» TEXT:
↓
Friday, December 28, 2012

Alone

I've noticed a trend lately. He comes home late at night and just goes to sleep. Why can't I have as little emotion as he does? Why can't I just be happy being alone? I cannot wait to just feel normal again...whole. Sad right? I feel pathetic, but after a third of my life has been spent with one person, it's difficult to just move on...at least for me anyway. I may be giving up on our relationship (now) but I'll never give up on him, he's an important part of my life. He has been a very important part of my life...letting go of that is difficult. I'm losing my best friend. Ugh, I hate this part...

Thursday, December 27, 2012

Beating A Dead Horse

Today began as usual, waking up and heading out to work. Things were going ok until I saw a notification on my phone, it was him posting on Facebook, "tired of the crap, leave me the f alone." My blood pressure skyrocketed, I mean sure, I've done some stupid things through this ordeal, some I may not even be proud of, but this time, I felt surely it wasn't about me. I hadn't done anything. If it was about me, why would he post it on Facebook? I began racking my brain trying to figure out what I had done to set him off. I hadn't a clue. Then it hit me, 2 of those 3 framed intensely meaningful (at least to me) pictures that I had given him were in the bedroom. See, last night after he left for another night out, I thought to myself, hey I'm going to hang these. I got distracted when my sister called and set them on the TV stand in the bedroom. I can't imagine why that would piss him off so much, but then again, these days it doesn't take much. I mean he gets angry when he begins to feel sad or maybe even remember that he still loves me. Whatever the case may be, I decided to just not say anything later tonight.

As an aside, it's amazing the number of people who "liked" his status, as if they all have/had an inside line to what really is going on between us. The sad thing, it's not what they think that bothers me, it's what he's told them.

I get home, attempt going for a walk but it's bitterly cold AND drizzling, so instead I sat there watching TV...waiting. He comes home and doesn't say a word. I ask if his status was about me, he replies with a simple "maybe". I apologize for taking those photos and describe my intent, he wonders why I'd want to hang them. So obviously it wasn't the pictures missing. Instead of an explanation of what set him off, I'm informed that he will be moving in February into an apartment with his friend Daniel. He wants to break the lease. He asks, "You never planned to move did you?" I answer honestly and tell him that yes, not only had I planned to move, but that I'm meeting with the agent this weekend. He seemed a bit upset by that, I can't tell if he's just having allergies or maybe crying. It makes me sad.

My tears begin to flow and I sit there wondering why I'm so incredibly sad, trying to hide the fact I'm crying. It's a death and I'm grieving. We've both made a tremendous mess of a very special thing and I'm afraid there's no turning back now. I feel regret for not moving out sooner, remorse for the things I've done and how I acted at times, but the truth is...I'm not crazy and, honestly, in some odd way, I think seeing him everyday since the break up has helped me to see how much he's changed. He's become someone that I'm not sure I like very much; however, I'm also looking at him without the guise of love. Yet, I cry, I grieve and I'm angry...it's truly a sad thing happening and I'm scared of my future without him but I know, somehow, I'll be ok.
↑
» MATERIAL:
↓
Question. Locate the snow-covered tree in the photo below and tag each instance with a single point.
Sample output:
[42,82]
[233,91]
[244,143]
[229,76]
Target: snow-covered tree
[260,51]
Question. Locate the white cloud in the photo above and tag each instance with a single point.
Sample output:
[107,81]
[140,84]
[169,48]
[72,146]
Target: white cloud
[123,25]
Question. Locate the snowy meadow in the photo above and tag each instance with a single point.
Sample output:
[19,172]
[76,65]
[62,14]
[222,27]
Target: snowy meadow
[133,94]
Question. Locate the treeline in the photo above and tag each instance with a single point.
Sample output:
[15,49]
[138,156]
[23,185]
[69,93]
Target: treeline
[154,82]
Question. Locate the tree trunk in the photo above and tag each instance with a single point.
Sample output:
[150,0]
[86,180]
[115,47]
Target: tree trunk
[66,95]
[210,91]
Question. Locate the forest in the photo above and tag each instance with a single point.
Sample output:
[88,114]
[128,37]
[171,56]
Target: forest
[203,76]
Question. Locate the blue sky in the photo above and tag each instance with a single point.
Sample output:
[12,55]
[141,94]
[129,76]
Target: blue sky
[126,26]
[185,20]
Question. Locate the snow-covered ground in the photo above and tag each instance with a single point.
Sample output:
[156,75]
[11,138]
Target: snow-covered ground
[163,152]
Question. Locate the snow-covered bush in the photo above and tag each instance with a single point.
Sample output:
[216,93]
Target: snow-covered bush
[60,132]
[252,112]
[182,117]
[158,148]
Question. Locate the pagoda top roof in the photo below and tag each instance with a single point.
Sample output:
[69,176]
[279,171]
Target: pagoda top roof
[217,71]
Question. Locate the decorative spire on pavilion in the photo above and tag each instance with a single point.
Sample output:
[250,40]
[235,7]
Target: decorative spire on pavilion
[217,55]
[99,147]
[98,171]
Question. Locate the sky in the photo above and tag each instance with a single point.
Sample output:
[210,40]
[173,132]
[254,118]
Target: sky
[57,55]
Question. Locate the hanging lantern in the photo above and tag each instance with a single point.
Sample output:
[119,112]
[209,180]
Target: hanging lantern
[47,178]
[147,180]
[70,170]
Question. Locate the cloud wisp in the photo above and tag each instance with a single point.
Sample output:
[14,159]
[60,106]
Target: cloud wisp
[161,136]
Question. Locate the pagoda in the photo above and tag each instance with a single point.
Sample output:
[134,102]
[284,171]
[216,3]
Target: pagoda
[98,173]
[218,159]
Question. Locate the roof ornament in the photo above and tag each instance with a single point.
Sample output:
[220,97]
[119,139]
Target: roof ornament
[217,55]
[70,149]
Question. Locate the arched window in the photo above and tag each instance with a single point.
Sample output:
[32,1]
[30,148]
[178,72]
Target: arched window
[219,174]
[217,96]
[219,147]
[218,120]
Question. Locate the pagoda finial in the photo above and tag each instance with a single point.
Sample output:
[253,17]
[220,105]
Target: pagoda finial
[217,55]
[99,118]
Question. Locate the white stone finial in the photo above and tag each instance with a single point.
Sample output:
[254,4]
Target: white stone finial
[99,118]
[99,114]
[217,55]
↑
» TO-DO LIST:
a: From the blog posts about the breakup, repeat the passage starting at "I get home, attempt" and ending at "makes me sad.".
b: Carry the blog posts about the breakup forward with the next part, picking up after the last sentence shown.

» RESPONSES PER TASK:
a:
I get home, attempt going for a walk but it's bitterly cold AND drizzling, so instead I sat there watching TV...waiting. He comes home and doesn't say a word. I ask if his status was about me, he replies with a simple "maybe". I apologize for taking those photos and describe my intent, he wonders why I'd want to hang them. So obviously it wasn't the pictures missing. Instead of an explanation of what set him off, I'm informed that he will be moving in February into an apartment with his friend Daniel. He wants to break the lease. He asks, "You never planned to move did you?" I answer honestly and tell him that yes, not only had I planned to move, but that I'm meeting with the agent this weekend. He seemed a bit upset by that, I can't tell if he's just having allergies or maybe crying. It makes me sad.

b:
I will be stronger, I'm the one with everything to gain...I'm not the loser in this situation. If I can just keep telling myself this, maybe I'll begin to believe it...feel it.




As I sit here typing, he's ferociously texting and there's no sound I despise more than that constant chime. It could be because I feel the topic of conversation is me, I'm probably wrong but who cares, however I wouldn't be surprised. Nothing ceases to amaze me anymore through this whole pile of BS.

Tuesday, December 25, 2012

The Break Up

I'm reviving my blog for the sole reason that I need my soul and heart to begin healing. So, I'm speaking from the heart in this blog and not from any other standpoint.

Nine years ago I met a man that basically swept me off my feet. I wasn't terribly interested at first and may have just seen it as a game with my youthful mindset. He actually pursued me, I went out with him and, long story short, I fell in love. The kind of love that hurts because you can't imagine a life without him. Nine years of memories, laughter, love and loss...nine years we were there for each other through it all. Here we are on Christmas Day 2012 and those nine years are fading into a memory.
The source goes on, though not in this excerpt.